--- Excerpt to read ---
· · · · ·

Thursday, May 19, 2011

We are idiots

We have always wondered a little bit about what a Fatty Filum is. If you recall, years ago, we went in for a tethered cord release on KP. After surgery, the neurosurgeon came back and said “the good news is that his cord was not tethered. He just had a fatty filum, so we got in there and cleaned that all up.” And that was all that was said about that. We figured that it may have ended up being an unnecessary surgery, but at least we were proactive.

I have searched for the term a couple of times since then, and never really got a lot of answers, so I just dismissed it. The problem was fixed, no need to really worry about it. Someone mentioned a tethered spinal cord on one of the boards I’m on, and it prompted that little feeling in the back of my head asking what IS a fatty filum?

After searching for it again, I finally got a clear definition including implications and wow. It just blew me away. You really should hear the tone of voice we use when we respond to doctors about that particular surgery “no, we thought he had a tethered cord but it turned out he just had a (?)fatty filum (?)”. That is just about the only part of KP’s medical condition that we have ever been unsure of or not understood completely, and we always just blow it off. I have always treated it like the neurosurgeon dealt with the fatty filum because he happened to be in there anyway, so he might as well do something. Doctors must think we’re idiots, because here is what I found today:

“The filum terminale is like a thin elastic band, about 8 inches long. At the top, it is formed from one of the layers of tissue surrounding your spinal cord, and extends from the bottom of your spinal cord to the tip of your tail bone. The outside of the "elastic band" has a few nerve fibres sticking to it.

· · · · ·

(Phrase grounding data)
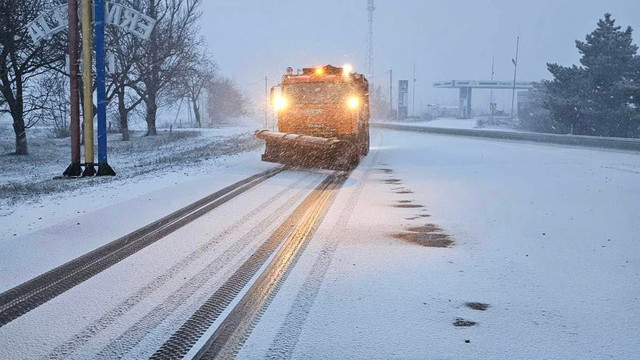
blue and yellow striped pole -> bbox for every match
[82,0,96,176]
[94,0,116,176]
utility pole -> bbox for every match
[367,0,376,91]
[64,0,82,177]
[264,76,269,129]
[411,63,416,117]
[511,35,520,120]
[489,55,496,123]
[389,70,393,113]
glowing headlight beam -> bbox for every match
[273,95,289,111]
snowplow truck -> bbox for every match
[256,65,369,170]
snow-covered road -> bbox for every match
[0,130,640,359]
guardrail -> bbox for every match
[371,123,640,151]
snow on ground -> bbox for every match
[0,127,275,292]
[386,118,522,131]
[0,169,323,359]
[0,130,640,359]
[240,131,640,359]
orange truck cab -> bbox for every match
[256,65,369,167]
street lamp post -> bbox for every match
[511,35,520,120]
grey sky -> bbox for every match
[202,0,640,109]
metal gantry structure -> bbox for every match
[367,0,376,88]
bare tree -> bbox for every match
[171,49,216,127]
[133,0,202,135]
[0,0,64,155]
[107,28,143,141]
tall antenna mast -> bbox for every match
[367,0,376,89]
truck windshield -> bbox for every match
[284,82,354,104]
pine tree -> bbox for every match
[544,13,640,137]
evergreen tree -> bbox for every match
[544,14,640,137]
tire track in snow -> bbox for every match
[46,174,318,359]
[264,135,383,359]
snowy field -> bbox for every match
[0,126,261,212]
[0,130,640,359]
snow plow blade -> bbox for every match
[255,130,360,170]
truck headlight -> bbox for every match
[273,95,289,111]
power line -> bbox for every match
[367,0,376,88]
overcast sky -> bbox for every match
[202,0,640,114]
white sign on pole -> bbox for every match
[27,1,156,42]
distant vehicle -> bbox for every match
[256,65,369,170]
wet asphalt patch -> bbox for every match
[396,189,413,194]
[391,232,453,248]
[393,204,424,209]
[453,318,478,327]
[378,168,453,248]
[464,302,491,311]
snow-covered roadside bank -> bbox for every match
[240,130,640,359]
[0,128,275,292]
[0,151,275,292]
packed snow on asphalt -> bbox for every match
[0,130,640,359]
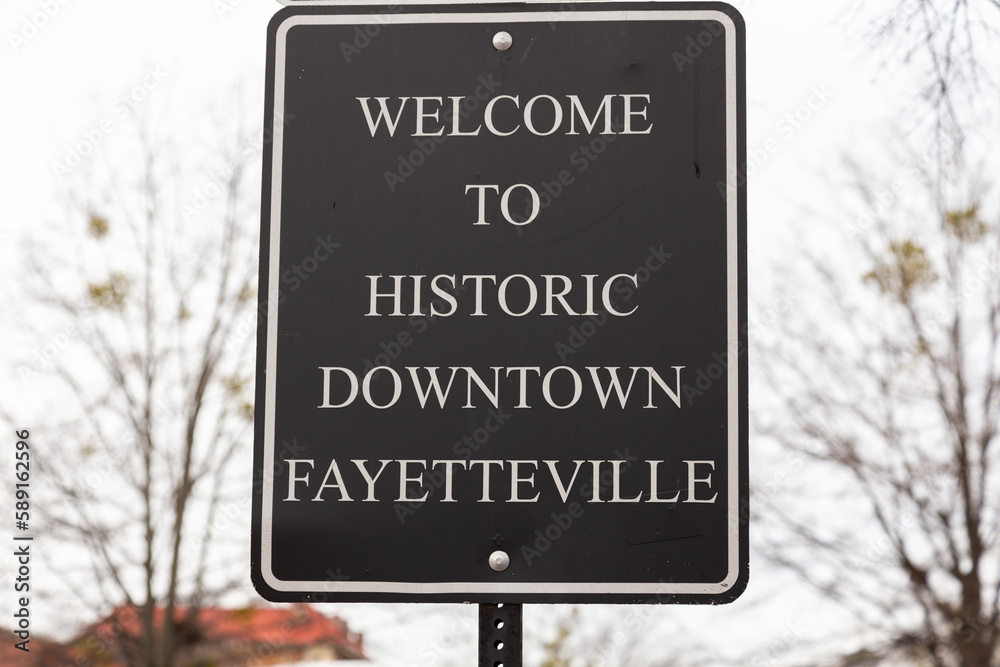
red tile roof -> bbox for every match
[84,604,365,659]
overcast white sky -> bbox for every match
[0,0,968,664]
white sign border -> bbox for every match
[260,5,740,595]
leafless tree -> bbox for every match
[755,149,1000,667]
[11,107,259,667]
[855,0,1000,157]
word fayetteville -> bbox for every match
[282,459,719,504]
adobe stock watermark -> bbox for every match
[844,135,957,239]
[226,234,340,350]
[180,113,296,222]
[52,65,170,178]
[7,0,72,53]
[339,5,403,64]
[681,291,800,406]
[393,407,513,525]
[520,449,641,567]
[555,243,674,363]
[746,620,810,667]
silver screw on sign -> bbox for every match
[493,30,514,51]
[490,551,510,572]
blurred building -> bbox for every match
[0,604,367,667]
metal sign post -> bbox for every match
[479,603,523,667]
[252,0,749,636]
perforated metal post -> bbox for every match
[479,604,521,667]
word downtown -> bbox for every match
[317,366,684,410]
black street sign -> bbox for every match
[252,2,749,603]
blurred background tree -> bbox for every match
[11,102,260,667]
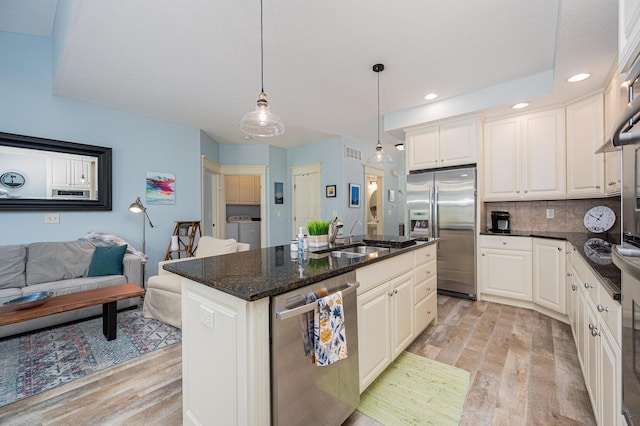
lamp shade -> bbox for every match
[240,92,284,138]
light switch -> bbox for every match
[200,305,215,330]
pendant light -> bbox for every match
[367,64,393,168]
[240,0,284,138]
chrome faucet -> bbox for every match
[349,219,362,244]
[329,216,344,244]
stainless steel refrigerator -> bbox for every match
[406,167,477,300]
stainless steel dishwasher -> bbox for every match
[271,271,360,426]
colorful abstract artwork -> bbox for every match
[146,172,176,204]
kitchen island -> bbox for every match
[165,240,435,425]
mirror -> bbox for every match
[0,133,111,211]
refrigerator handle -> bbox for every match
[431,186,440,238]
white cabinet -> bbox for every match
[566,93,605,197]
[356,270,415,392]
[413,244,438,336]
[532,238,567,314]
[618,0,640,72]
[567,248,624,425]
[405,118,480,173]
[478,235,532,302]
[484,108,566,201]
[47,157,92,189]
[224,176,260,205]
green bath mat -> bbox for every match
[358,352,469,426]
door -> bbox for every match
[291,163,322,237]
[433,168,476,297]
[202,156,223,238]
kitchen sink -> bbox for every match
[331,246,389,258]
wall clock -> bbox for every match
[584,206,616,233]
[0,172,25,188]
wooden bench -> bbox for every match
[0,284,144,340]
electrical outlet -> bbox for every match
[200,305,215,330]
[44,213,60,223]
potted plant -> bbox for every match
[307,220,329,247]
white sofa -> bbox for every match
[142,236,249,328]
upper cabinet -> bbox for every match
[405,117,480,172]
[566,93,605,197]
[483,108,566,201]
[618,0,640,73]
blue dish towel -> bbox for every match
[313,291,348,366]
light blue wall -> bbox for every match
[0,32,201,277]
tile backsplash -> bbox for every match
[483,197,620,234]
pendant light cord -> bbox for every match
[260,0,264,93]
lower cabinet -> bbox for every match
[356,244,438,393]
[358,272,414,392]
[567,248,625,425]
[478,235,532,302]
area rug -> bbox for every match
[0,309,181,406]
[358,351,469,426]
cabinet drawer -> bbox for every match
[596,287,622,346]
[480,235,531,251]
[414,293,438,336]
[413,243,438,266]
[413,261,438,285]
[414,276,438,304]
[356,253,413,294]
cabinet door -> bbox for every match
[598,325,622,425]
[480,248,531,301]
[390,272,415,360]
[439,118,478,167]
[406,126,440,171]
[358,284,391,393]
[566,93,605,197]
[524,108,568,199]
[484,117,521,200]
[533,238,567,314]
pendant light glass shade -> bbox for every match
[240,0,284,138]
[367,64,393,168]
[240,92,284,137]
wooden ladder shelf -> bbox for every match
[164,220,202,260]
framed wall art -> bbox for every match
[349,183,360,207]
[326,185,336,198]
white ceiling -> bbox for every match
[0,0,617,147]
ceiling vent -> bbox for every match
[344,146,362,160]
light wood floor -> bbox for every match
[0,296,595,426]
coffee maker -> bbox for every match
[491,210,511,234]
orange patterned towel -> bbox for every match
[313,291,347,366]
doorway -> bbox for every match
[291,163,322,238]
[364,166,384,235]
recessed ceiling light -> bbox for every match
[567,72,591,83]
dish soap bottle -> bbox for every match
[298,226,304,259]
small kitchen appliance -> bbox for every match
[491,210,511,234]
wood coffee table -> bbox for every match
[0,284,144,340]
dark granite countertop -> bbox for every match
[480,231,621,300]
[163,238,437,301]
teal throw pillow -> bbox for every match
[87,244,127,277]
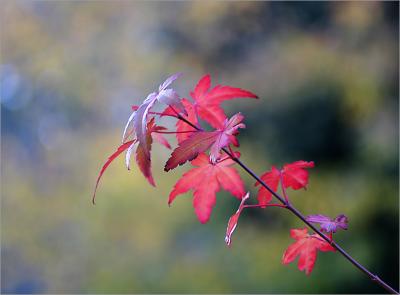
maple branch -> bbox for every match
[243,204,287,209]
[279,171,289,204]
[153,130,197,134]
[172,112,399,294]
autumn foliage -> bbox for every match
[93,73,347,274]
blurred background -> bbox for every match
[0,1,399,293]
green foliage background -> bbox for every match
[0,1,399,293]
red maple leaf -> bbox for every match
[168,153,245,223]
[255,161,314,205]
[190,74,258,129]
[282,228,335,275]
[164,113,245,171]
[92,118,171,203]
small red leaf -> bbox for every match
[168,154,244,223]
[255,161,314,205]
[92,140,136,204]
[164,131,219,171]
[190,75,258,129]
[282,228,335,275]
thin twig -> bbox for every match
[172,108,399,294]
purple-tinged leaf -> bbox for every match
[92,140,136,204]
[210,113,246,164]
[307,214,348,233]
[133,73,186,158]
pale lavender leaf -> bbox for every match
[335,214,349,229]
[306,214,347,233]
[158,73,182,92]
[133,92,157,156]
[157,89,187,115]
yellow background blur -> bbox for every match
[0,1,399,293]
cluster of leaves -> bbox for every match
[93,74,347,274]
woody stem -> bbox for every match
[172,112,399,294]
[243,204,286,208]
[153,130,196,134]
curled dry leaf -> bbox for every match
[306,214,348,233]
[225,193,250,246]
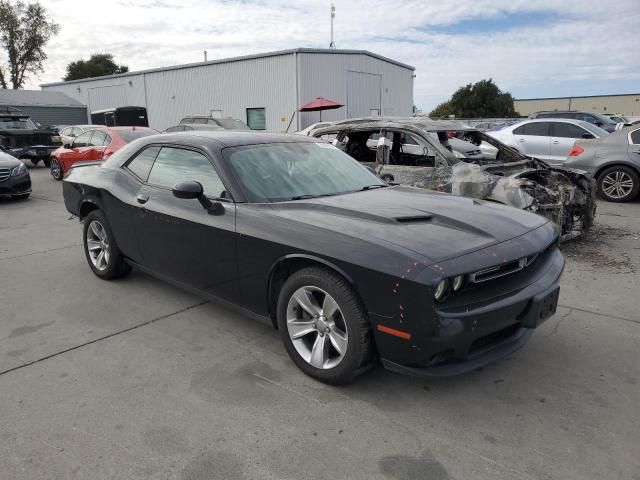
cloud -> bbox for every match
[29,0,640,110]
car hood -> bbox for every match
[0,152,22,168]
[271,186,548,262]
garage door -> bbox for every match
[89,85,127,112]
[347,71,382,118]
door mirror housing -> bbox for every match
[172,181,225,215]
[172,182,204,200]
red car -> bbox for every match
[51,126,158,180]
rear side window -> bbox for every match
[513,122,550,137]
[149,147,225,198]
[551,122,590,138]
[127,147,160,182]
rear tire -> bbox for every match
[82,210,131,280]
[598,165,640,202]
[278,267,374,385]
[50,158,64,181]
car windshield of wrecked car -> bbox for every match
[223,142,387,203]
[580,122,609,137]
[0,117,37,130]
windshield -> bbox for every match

· · · · ·

--- Explore the material ---
(1) In the blog post about the fatty filum, how long is the filum terminale said to be?
(2) Extend the blog post about the fatty filum, picking up right after its final sentence.

--- Task responses ---
(1) About 8 inches long.

(2)
The filum terminale works as an anchor for the spinal cord. For people with normal anatomy, the filum stretches when they bend over to allow the spinal cord to move up in the spinal column and then goes back to normal length when the person straightens up and gently pulls the spinal cord back to its normal position.

When the filum is fat-filled, fibrous and tight, it will not allow the spinal cord to move up and down within the spinal column, and so the spinal cord and the nerves end up being stretched instead of the filum. In most people this causes nerve damage".

Everybody has a filum terminale; it is a threadlike piece of tissue that connects the end of the spinal cord to the sacral end of the spinal canal in the pelvic area. In patients with a thickened filum (defined as more than 2 mm in diameter) [Yundt, 1997], the filum is shorter or lower-lying than normal and is thickened with fatty or fibrous tissue. This abnormality causes the filum to become relatively inelastic (a bit like a rope or cord, rather than an elastic band) and the spinal cord becomes tethered at an abnormally low level, thereby giving rise to the recognised signs and symptoms of a tethered spinal cord”


Yep. We are i-d-i-o-t-s. We are incredibly lucky and blessed idiots, but we’re still idiots. This doesn’t change KP’s outcome. This part of him got fixed and no complications are expected. It has just hit me that we didn’t just dodge a bullet, we dodged a big ole missile that we didn’t even know had been fired.